Source extract Start Marker

A woman fighting a landmark LGBTQ+ custody battle in China said she “still has faith for the future” after winning the right to make monthly visits to her daughter.
Last month, Didi, who is 42 and lives in Shanghai, travelled to Beijing to visit her seven-year-old daughter, who lives in the capital with Didi’s estranged wife and their other child. It was the first time Didi and her daughter had seen each other in four years.
A court in Beijing said in May that she should be allowed monthly visits with the child that she gave birth to in 2017. “I think maybe she still remembers me,” said Didi, who asked to be referred to by her nickname for privacy reasons. She said that the separation had been “heartbreaking”.
The visitation agreement from Beijing Fengtai people’s court is the first time that a court in China has recognised that a child can have two legal mothers, and has been hailed as a milestone by LGBTQ+ campaigners.
However, Didi has not been granted contact with her son, the girl’s brother, highlighting the difficulty faced by Chinese courts in handling LGBTQ+ family arrangements.
Didi’s prolonged and unusual legal battle to gain shared custody of her children is part of a lawsuit that marks the first time that a court in China has been forced to consider how to handle same-sex parents.
Same-sex unions are not legally recognised in China. But the recent development in Didi’s case is “very important”, said an LGBTQ+ activist based outside China who asked to remain anonymous. They said it was significant because it marks the first time that a court has recognised that a child can have two mothers.
Didi and her wife married in the US in 2016. Later that year, they underwent IVF treatment, with embryos made from the wife’s eggs and donor sperm implanted in both women.
In 2017, Didi gave birth to a girl and her wife gave birth to a boy. Both children are genetically linked only to Didi’s ex. “We were creating new life … I didn’t imagine that one day we would break up,” Didi said.
But back in China, the relationship broke down and in 2019 the couple separated (they are still legally married in the US). Didi’s wife took the two children to live with her in the capital and cut off contact with Didi.
In March 2020, Didi sued for custody of the toddlers, in what was China’s first same-sex custody dispute. Four years later, she has won a victory.
A bittersweet ‘big step forward’
Chinese law has an “avoidance approach” to gay relationships, said Gao Mingyue, Didi’s lawyer. It “does not clearly define the rights of same-sex couples”.
China’s civil code and marriage law assumes that a child will be born to a heterosexual, married household.
Although there are provisions for adoption and step-parents, there is no mechanism for dealing with the “shared motherhood” approach that lesbian couples sometimes use to have children, in which an embryo made with one woman’s egg is implanted into the uterus of the other woman, who carries and gives birth to the child. Birth certificates assume that the woman who gives birth to a baby is her biological mother.

Source extract End Marker
Extracted information Start Marker

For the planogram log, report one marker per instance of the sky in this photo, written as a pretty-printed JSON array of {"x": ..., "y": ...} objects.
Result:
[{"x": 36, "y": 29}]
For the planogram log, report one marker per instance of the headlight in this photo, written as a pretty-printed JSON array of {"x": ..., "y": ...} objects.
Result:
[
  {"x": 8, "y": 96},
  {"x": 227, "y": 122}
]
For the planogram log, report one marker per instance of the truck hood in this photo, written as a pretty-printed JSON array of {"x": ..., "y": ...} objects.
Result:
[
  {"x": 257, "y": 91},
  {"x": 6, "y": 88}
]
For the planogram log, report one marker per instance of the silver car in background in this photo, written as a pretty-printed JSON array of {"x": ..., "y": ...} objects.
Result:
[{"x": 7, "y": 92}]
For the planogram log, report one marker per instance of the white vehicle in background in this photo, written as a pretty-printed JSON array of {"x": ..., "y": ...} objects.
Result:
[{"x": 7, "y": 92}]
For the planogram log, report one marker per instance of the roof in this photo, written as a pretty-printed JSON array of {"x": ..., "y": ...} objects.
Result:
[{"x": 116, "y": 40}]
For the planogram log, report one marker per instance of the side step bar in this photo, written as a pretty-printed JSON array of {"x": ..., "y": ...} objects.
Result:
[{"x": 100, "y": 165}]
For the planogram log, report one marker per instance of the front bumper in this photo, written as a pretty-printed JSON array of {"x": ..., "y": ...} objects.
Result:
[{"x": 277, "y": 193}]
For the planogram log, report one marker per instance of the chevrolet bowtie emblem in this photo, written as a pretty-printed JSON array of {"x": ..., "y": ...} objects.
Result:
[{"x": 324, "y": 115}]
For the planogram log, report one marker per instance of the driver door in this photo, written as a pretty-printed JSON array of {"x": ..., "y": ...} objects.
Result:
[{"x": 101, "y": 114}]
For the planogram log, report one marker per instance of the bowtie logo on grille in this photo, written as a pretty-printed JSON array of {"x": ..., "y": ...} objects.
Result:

Extracted information End Marker

Prompt A: For the article on Didi's custody case, decide whether each statement agrees with the text. Answer yes or no for each, and quote the deciding words exactly. (i) Didi gave birth to her son in 2017. (ii) Didi and her wife married in the US in 2016. (iii) The Beijing court granted Didi contact with both of her children.
Prompt B: Translate this sentence from the custody article into Spanish: "China’s civil code and marriage law assumes that a child will be born to a heterosexual, married household."
Prompt C: Carry the article on Didi's custody case forward from its final sentence.
Nothing here depends on the listing.

Your response A:
(i) No: "In 2017, Didi gave birth to a girl and her wife gave birth to a boy."
(ii) Yes: "Didi and her wife married in the US in 2016."
(iii) No: "Didi has not been granted contact with her son, the girl’s brother"

Your response B: El código civil y la ley de matrimonio de China dan por sentado que un niño nacerá en un hogar heterosexual y casado.

Your response C:
Because Didi gave birth to her daughter, despite not being genetically related to her, she had some grounds to argue that she was a rightful mother. She has little chance of being legally recognised as a guardian to the girl’s brother. “I really love both my children, I want to look after them,” she said.
Since China abandoned its one child policy and now is encouraging people to have more babies rather than fewer, courts are increasingly inclined to protect the rights of children born out of wedlock, including to LGBTQ+ households and single parents, according to Gao.
“But for the same-sex couples themselves … it’s getting more and more difficult,” Gao said. “The courts are still not protecting the covenants and arrangements between couples.”
In 2019, a campaign to push for the legalisation of same-sex marriage in China’s new civil code led to more than 200,000 submissions being made in a public consultation. The campaign failed, but prompted a government spokesperson to make a rare public acknowledgment of interest in the topic.
A survey published in July by the Williams Institute at UCLA found that of the nearly 3,000 respondents, 85% had favourable attitudes towards the idea of same-sex parents. Nearly 90% supported the idea of same-sex marriage. With Chinese society increasingly tolerant of LGBTQ+ people, “the law should catch up”, said the activist.
For Didi, the fact that she has won a minor victory with regards to her daughter, but nothing with regards to her son, makes the moment bittersweet. But her lawyer, Gao, said that it is a “big step forward”.
The case has been widely discussed on Chinese social media and in academic circles, and it sets a precedent of two mothers sharing parental custody, he said.
Didi hopes that as China becomes more socially permissive, the legal system will also start to recognise same-sex households, even if only through incremental steps. “It’s very simple,” she said, “other families have one father and one mother. We have two mothers.”